# 任务要求:
请把清单中从含有“Task: annotate the hanging”的那一行起直到清单末尾的各行（首尾均含）以 JSON 字符串数组的形式给出，每行对应一个字符串，空行略去。

=== 练习材料 ===

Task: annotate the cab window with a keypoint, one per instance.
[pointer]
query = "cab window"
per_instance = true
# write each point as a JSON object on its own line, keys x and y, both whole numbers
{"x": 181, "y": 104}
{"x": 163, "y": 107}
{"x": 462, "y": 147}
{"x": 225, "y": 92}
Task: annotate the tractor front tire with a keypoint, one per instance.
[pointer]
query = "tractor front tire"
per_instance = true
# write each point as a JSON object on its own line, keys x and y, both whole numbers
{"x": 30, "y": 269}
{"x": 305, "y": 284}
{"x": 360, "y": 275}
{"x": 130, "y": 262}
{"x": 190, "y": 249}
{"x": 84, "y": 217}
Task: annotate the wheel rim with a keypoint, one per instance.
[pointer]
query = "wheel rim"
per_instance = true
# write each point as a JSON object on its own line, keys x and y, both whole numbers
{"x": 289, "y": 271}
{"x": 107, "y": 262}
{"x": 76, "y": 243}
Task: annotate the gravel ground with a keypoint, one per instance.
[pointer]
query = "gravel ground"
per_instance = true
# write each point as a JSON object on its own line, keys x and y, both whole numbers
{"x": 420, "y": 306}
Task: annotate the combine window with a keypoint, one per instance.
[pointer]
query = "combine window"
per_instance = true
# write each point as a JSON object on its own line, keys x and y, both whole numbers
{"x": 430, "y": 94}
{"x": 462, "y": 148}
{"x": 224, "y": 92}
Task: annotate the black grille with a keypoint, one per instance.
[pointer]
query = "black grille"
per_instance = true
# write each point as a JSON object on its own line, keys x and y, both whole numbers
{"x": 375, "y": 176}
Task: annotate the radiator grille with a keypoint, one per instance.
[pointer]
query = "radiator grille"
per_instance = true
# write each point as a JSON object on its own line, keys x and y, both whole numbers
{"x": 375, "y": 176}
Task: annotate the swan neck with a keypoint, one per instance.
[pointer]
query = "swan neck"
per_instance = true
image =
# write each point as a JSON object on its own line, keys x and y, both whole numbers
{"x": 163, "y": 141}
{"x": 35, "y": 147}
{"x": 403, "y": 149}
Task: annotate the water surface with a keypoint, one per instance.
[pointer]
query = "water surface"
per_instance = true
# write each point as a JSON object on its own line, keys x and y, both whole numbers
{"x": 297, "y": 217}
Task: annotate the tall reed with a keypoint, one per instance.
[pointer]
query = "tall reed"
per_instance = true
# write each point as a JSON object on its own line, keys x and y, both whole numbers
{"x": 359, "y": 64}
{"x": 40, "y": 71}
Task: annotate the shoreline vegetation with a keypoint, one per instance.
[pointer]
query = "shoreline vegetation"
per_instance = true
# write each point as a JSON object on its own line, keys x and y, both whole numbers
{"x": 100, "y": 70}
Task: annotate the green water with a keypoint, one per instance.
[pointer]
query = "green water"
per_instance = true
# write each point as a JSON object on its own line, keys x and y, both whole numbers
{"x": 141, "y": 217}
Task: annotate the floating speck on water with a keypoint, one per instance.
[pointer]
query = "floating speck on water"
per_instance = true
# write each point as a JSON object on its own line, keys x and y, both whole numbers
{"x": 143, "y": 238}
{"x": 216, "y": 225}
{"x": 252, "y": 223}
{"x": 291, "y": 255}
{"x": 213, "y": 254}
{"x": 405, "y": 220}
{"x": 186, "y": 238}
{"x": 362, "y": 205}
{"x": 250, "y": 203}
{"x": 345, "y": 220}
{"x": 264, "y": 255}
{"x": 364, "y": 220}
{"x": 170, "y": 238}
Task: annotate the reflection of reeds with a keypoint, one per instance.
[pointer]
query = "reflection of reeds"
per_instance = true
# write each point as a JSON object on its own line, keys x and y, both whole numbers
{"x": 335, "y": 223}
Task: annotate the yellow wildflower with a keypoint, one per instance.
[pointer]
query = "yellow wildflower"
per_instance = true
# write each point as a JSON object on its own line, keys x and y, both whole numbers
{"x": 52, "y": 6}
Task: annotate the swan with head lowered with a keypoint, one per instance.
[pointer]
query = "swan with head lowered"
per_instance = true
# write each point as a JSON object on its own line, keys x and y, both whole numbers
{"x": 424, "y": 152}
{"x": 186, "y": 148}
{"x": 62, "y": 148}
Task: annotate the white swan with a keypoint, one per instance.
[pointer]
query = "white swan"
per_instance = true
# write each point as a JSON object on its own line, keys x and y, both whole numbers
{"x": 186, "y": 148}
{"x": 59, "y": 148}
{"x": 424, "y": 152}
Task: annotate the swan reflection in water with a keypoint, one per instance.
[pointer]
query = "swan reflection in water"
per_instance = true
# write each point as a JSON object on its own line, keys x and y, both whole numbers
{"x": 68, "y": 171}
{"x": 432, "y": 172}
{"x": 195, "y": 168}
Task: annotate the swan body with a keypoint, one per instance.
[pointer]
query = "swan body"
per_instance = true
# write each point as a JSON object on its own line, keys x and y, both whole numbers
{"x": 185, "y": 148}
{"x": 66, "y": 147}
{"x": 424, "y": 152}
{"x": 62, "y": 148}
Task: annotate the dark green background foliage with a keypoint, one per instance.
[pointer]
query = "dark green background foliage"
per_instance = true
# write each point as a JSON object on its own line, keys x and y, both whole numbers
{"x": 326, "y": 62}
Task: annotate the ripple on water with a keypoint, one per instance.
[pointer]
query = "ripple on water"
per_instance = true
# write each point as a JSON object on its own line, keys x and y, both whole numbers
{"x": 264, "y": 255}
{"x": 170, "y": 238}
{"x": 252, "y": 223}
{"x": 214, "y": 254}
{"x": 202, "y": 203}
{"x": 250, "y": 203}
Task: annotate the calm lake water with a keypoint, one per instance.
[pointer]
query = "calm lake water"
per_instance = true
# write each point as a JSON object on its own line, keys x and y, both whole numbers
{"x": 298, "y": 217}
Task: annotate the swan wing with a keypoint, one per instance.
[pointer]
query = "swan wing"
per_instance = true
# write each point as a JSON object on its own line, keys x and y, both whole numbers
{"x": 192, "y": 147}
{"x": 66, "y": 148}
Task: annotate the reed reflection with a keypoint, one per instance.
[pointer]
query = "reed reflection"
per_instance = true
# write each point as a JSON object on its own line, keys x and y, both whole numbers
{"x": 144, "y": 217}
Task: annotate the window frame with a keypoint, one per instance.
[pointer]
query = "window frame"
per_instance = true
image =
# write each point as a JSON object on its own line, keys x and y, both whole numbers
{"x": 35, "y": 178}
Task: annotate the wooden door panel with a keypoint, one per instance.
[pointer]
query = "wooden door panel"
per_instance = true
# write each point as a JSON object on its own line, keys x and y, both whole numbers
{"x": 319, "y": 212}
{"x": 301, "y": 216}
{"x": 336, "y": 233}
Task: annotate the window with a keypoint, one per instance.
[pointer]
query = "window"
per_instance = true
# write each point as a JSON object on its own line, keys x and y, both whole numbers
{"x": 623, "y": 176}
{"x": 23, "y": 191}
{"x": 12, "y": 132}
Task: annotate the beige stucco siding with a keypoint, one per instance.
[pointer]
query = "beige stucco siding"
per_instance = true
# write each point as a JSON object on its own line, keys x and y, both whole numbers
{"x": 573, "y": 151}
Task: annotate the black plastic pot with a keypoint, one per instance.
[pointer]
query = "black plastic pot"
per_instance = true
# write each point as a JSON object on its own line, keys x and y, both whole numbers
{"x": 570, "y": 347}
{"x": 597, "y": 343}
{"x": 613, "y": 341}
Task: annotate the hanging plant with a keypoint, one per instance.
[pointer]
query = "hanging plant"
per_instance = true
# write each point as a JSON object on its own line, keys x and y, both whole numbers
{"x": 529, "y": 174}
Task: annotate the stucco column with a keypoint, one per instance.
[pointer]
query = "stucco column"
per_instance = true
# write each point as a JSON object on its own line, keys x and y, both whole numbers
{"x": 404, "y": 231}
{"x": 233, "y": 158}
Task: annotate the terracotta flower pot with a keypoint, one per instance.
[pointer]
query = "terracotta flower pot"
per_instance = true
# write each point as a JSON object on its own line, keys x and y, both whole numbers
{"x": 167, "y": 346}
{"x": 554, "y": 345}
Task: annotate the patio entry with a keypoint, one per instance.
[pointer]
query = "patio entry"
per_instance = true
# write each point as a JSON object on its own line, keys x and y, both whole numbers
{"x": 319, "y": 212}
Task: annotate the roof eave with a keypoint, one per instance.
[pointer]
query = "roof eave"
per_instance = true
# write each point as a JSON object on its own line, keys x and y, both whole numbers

===

# 预期输出:
[
  "Task: annotate the hanging plant with a keypoint, one per instance.",
  "[pointer]",
  "query = \"hanging plant\"",
  "per_instance = true",
  "# write each point as a JSON object on its own line, keys x and y, both whole numbers",
  "{\"x\": 529, \"y\": 174}",
  "Task: annotate the stucco column with a keypoint, one per instance.",
  "[pointer]",
  "query = \"stucco column\"",
  "per_instance = true",
  "# write each point as a JSON object on its own line, keys x and y, both whole numbers",
  "{\"x\": 404, \"y\": 231}",
  "{\"x\": 233, \"y\": 158}",
  "Task: annotate the terracotta flower pot with a keypoint, one per instance.",
  "[pointer]",
  "query = \"terracotta flower pot\"",
  "per_instance = true",
  "# write each point as a JSON object on its own line, keys x and y, both whole numbers",
  "{\"x\": 167, \"y\": 346}",
  "{\"x\": 554, \"y\": 345}",
  "Task: annotate the patio entry with a keypoint, one per instance.",
  "[pointer]",
  "query = \"patio entry\"",
  "per_instance = true",
  "# write each point as a JSON object on its own line, keys x and y, both whole numbers",
  "{\"x\": 319, \"y\": 212}",
  "Task: annotate the roof eave with a keypoint, one per instance.",
  "[pointer]",
  "query = \"roof eave\"",
  "per_instance = true",
  "# write each point as a JSON object on its own line, keys x and y, both whole numbers"
]